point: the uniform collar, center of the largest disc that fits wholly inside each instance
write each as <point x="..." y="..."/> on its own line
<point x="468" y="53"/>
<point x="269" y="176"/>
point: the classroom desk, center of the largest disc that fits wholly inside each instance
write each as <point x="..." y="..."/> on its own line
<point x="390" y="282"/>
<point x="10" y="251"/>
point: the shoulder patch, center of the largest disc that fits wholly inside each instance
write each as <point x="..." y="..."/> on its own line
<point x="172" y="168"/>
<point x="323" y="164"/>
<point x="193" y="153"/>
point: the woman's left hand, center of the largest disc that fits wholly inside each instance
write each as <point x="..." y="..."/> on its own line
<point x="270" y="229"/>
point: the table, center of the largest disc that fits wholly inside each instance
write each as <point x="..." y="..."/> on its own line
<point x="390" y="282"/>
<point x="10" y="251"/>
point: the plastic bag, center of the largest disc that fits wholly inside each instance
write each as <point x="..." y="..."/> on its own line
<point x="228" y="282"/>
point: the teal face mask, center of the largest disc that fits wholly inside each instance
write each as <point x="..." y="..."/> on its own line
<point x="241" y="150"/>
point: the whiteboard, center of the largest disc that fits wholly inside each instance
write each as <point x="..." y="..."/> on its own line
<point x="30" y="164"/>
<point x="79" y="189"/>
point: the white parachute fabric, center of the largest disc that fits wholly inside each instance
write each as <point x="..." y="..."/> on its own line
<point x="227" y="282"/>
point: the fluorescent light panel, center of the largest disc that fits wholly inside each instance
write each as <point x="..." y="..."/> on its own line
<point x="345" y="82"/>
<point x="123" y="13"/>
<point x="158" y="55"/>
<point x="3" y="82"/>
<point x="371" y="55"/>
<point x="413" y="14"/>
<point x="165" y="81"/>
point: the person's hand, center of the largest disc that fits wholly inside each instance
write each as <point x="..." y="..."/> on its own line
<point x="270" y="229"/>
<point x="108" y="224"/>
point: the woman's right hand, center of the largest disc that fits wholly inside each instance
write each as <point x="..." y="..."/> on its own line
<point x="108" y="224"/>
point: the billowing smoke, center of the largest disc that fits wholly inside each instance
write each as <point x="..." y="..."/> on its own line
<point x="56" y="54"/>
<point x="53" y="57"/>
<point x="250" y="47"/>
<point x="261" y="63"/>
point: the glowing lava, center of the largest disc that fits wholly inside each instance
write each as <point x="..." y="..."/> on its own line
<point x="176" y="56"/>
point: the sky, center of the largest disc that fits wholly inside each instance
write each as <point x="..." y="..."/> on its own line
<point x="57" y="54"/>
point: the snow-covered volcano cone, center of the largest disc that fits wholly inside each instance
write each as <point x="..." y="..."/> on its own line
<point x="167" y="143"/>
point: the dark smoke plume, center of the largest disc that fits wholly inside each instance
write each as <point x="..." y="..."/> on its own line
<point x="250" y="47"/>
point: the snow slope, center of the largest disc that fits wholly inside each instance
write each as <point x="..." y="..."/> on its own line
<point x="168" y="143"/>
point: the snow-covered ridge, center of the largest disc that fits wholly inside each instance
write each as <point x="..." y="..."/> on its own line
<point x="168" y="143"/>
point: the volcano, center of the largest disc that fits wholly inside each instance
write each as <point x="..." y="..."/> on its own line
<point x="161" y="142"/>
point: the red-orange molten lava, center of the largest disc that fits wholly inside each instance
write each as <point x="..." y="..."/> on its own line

YOUR OBJECTIVE:
Copy all the rows above word for word, without changing anything.

REPLY:
point: the uniform collar, center of the largest disc that fits wholly inside each instance
write each as <point x="..." y="..."/> on its own line
<point x="468" y="53"/>
<point x="269" y="176"/>
point: the classroom desk, center of the largest disc that fits wholly inside each instance
write each as <point x="..." y="..."/> on its own line
<point x="390" y="282"/>
<point x="10" y="251"/>
point: the shoulder patch, center of the largest disc that fits wholly inside each instance
write each as <point x="..." y="..."/> on its own line
<point x="172" y="168"/>
<point x="323" y="164"/>
<point x="193" y="153"/>
point: the woman's left hand, center of the largest disc that fits wholly inside each instance
write each as <point x="..." y="..."/> on its own line
<point x="270" y="229"/>
point: the table, center of the largest disc that fits wholly inside each instance
write each as <point x="..." y="..."/> on its own line
<point x="390" y="282"/>
<point x="10" y="251"/>
point: the plastic bag, center of the largest disc that fits wholly inside each instance
write each as <point x="..." y="..."/> on its own line
<point x="228" y="282"/>
point: the teal face mask, center of the largest disc that fits wholly inside each instance
write each as <point x="..." y="..."/> on its own line
<point x="241" y="150"/>
point: the whiteboard, center of the largest disc that fits wholly inside each instance
write each as <point x="..." y="..."/> on its own line
<point x="30" y="164"/>
<point x="79" y="189"/>
point: the white parachute fabric, center of the largest disc that fits wholly inside each instance
write each as <point x="..." y="..."/> on its own line
<point x="227" y="282"/>
point: the fluorescent light panel, center of the largest disc that fits wholly inside each instance
write each as <point x="..." y="..."/> on its own line
<point x="345" y="82"/>
<point x="123" y="13"/>
<point x="158" y="55"/>
<point x="3" y="82"/>
<point x="371" y="55"/>
<point x="413" y="14"/>
<point x="165" y="81"/>
point: the person's hand, center of the largest disc that fits wholly inside each instance
write each as <point x="..." y="..."/> on its own line
<point x="270" y="229"/>
<point x="108" y="224"/>
point: the woman's right hand, center of the largest disc that fits wholly inside each instance
write each as <point x="..." y="..."/> on its own line
<point x="108" y="224"/>
point: the billowing smoke, center of the largest disc that fits wholly inside each instance
write each as <point x="..." y="..."/> on its own line
<point x="56" y="54"/>
<point x="53" y="57"/>
<point x="250" y="47"/>
<point x="261" y="63"/>
point: the glowing lava, center of the largest disc that fits wholly inside each instance
write each as <point x="..." y="..."/> on its own line
<point x="176" y="56"/>
point: the sky, center of the largest disc that fits wholly inside each instance
write each as <point x="..." y="..."/> on its own line
<point x="57" y="54"/>
point: the snow-covered volcano cone, center of the largest disc that fits wholly inside each instance
write each as <point x="..." y="..."/> on its own line
<point x="167" y="143"/>
point: the dark smoke plume, center of the largest disc that fits wholly inside each instance
write each as <point x="..." y="..."/> on its own line
<point x="250" y="47"/>
point: the snow slope, center of the largest disc that fits wholly inside each instance
write each as <point x="..." y="..."/> on its own line
<point x="168" y="143"/>
point: the snow-covered ridge, center of the largest disc that fits wholly inside each instance
write each as <point x="..." y="..."/> on its own line
<point x="168" y="143"/>
point: the volcano, center of the largest disc that fits wholly inside each instance
write each as <point x="..." y="..."/> on its own line
<point x="161" y="142"/>
point: the red-orange molten lava, center of the largest disc that fits wholly inside each instance
write each as <point x="..." y="..."/> on its own line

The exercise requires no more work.